─── TEXTAUSZUG
Es wird oft geschrieben, dass die Umstellung unserer Wirtschaft auf Erneuerbare Energien unzählige Milliarden kostet. Doch diese Kosten stehen in keinem Verhältnis zu dem Geld, das wir den Ölfirmen in die Hand drücken. Jedes Jahr fließen allein aus Deutschland rund 80 Milliarden Euro in den Kauf von Öl und Gas. Je mehr Geld wir aber in Erneuerbare investieren, desto mehr werden wir am Ende profitieren. Eine Studie der Denkfabrik Aurora kommt zu dem Schluss, dass sich die Kosten für unsere Energie bei einem konsequenten Umbau bis 2045 um bis zu 700 Milliarden Euro senken lassen.

Solarpark und Windkraftanlagen
Wind und Sonne stellen zunehmend mehr Strom zur Verfügung.
──────
─── BEREITGESTELLTE ZEILEN
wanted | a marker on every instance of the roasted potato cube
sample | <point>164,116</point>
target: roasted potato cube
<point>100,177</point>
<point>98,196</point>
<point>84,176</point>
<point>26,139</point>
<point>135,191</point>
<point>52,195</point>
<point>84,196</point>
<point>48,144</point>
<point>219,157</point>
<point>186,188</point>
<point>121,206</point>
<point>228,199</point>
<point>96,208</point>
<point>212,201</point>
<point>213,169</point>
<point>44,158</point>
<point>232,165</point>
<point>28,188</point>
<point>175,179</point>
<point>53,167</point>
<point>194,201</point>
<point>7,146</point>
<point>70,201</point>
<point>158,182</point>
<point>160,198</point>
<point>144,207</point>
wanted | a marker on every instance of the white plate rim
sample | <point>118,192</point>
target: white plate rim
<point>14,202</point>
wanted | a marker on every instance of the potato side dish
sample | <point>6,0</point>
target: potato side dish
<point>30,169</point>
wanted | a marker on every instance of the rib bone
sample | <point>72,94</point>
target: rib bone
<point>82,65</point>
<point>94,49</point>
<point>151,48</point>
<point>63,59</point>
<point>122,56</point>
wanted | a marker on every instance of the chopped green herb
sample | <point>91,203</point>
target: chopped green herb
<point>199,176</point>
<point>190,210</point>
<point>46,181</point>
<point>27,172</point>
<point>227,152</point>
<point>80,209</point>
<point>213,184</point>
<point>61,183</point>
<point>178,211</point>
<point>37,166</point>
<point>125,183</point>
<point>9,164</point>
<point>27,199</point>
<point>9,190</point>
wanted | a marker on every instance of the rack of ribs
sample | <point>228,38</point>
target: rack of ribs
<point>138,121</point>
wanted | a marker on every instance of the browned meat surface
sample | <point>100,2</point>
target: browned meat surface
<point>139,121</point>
──────
__GESTELLTE AUFGABEN__.
1. Gib aus dem Textauszug alles von „Es wird oft“ bis hinunter zu „Strom zur Verfügung.“ wortgetreu wieder.
2. Beantworte diese Fragen zum Textauszug:
(a) Wie viel Geld fließt jedes Jahr allein aus Deutschland in den Kauf von Öl und Gas?
(b) Um bis zu welchen Betrag lassen sich die Energiekosten laut der Studie der Denkfabrik Aurora bis 2045 senken?
(c) Was stellen Wind und Sonne zunehmend mehr zur Verfügung?

__LÖSUNGEN__.
1.
Es wird oft geschrieben, dass die Umstellung unserer Wirtschaft auf Erneuerbare Energien unzählige Milliarden kostet. Doch diese Kosten stehen in keinem Verhältnis zu dem Geld, das wir den Ölfirmen in die Hand drücken. Jedes Jahr fließen allein aus Deutschland rund 80 Milliarden Euro in den Kauf von Öl und Gas. Je mehr Geld wir aber in Erneuerbare investieren, desto mehr werden wir am Ende profitieren. Eine Studie der Denkfabrik Aurora kommt zu dem Schluss, dass sich die Kosten für unsere Energie bei einem konsequenten Umbau bis 2045 um bis zu 700 Milliarden Euro senken lassen.

Solarpark und Windkraftanlagen
Wind und Sonne stellen zunehmend mehr Strom zur Verfügung.

2.
(a) Rund 80 Milliarden Euro.
(b) Um bis zu 700 Milliarden Euro.
(c) Strom.